══ EXTRACTED ENTRIES ══
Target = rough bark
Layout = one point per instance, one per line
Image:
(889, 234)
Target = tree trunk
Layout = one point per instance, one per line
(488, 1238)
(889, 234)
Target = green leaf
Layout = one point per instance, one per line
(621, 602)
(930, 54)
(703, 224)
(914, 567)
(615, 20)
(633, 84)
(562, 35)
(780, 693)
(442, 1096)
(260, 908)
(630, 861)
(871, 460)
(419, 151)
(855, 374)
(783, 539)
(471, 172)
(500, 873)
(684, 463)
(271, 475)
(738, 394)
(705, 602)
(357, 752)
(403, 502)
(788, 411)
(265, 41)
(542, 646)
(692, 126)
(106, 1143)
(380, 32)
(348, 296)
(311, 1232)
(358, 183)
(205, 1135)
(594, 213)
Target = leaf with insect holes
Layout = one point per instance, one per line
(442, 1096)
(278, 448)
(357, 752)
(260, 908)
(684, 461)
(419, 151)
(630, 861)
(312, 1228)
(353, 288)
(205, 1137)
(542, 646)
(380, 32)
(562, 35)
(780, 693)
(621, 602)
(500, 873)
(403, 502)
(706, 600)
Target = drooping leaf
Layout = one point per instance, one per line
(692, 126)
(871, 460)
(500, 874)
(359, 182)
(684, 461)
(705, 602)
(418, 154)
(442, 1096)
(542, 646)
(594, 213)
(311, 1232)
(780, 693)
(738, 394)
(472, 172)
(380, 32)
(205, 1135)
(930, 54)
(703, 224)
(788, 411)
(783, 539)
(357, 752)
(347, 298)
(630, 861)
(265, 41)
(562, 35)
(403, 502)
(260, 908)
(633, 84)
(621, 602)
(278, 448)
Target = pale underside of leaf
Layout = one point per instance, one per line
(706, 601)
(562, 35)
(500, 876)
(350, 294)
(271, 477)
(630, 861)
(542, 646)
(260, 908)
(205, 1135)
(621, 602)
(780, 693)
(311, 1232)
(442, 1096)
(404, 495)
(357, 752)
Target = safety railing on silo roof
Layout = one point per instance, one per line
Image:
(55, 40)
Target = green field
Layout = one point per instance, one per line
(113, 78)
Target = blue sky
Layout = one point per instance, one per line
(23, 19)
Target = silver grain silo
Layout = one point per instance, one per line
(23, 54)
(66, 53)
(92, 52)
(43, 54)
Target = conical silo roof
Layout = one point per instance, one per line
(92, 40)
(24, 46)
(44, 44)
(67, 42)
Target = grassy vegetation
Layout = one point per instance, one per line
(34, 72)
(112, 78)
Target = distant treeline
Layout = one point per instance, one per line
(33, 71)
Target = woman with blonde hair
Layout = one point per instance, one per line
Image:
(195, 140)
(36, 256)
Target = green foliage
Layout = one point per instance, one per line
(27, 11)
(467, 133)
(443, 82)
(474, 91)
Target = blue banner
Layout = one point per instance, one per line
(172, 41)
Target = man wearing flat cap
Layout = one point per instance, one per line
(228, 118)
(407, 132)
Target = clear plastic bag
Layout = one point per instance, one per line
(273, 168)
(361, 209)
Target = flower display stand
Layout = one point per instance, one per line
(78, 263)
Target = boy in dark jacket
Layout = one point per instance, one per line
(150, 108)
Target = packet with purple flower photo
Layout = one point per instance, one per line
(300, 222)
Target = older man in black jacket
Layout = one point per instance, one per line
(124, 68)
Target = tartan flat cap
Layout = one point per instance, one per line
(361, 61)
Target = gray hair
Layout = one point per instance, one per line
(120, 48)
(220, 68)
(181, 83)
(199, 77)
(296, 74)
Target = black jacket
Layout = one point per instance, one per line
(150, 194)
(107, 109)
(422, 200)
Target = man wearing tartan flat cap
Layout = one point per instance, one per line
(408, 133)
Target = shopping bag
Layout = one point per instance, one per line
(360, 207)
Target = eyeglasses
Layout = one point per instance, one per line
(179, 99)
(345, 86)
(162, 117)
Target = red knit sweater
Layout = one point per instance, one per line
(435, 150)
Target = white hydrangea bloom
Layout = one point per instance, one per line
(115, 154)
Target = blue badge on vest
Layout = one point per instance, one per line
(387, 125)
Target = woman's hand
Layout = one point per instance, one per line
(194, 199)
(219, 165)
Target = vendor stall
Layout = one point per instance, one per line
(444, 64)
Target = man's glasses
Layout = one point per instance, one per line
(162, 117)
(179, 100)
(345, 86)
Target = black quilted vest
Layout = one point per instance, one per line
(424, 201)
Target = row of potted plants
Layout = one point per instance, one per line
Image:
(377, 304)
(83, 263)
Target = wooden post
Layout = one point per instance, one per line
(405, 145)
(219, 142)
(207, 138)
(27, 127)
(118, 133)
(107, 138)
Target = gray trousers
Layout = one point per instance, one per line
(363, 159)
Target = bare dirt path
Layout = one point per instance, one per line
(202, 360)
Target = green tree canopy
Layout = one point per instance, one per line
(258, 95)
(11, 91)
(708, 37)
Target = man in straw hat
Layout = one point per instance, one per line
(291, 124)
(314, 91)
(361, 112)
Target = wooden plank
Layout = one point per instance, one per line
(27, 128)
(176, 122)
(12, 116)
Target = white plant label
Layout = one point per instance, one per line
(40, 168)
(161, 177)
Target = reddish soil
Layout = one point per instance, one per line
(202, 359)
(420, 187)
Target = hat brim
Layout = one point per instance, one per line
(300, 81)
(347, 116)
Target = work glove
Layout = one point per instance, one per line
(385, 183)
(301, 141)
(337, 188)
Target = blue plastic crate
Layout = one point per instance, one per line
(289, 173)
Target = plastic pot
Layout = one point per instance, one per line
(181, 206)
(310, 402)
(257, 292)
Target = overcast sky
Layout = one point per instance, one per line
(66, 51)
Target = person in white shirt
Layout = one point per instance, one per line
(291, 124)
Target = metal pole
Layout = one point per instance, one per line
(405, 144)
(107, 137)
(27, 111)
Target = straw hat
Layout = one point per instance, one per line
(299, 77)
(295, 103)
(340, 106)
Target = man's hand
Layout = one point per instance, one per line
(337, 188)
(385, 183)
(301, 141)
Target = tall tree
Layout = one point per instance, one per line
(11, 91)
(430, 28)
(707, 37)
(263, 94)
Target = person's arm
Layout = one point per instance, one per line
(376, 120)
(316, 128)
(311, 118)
═══
PROBLEM REQUIREMENTS
Repeat exactly, and only, the lines from the line with "Target = man in straw hat" through the end of the listing above, both ends included.

FINAL RESULT
Target = man in straw hat
Layout = one point per instance, one per line
(291, 124)
(314, 91)
(361, 112)
Target = wooden plank
Layout = one point per instance, one per line
(27, 128)
(176, 122)
(12, 116)
Target = white plant label
Layout = one point per instance, one per line
(40, 168)
(161, 177)
Target = reddish soil
Layout = one point per instance, one per line
(202, 359)
(420, 187)
Target = hat brim
Layout = one point per instance, one per line
(300, 81)
(347, 116)
Target = work glove
Layout = one point per instance, one per line
(385, 183)
(301, 141)
(337, 188)
Target = blue plastic crate
Layout = one point per instance, one per line
(289, 173)
Target = plastic pot
Layout = one point per instance, one per line
(181, 206)
(310, 402)
(257, 292)
Target = overcast sky
Layout = one point per instance, one per line
(66, 51)
Target = person in white shirt
Layout = one point per instance, one per line
(291, 124)
Target = metal pole
Layout = one point per instance, one per line
(405, 144)
(107, 137)
(27, 111)
Target = straw hat
Layout = one point per instance, one per line
(299, 77)
(295, 103)
(340, 106)
Target = man's hand
Layout = one point per instance, one per line
(337, 188)
(385, 183)
(301, 141)
Target = tall tree
Layout = one point per instance, one per line
(11, 91)
(430, 28)
(707, 37)
(263, 94)
Target = person's arm
Layout = one point per instance, one per line
(376, 120)
(316, 128)
(311, 118)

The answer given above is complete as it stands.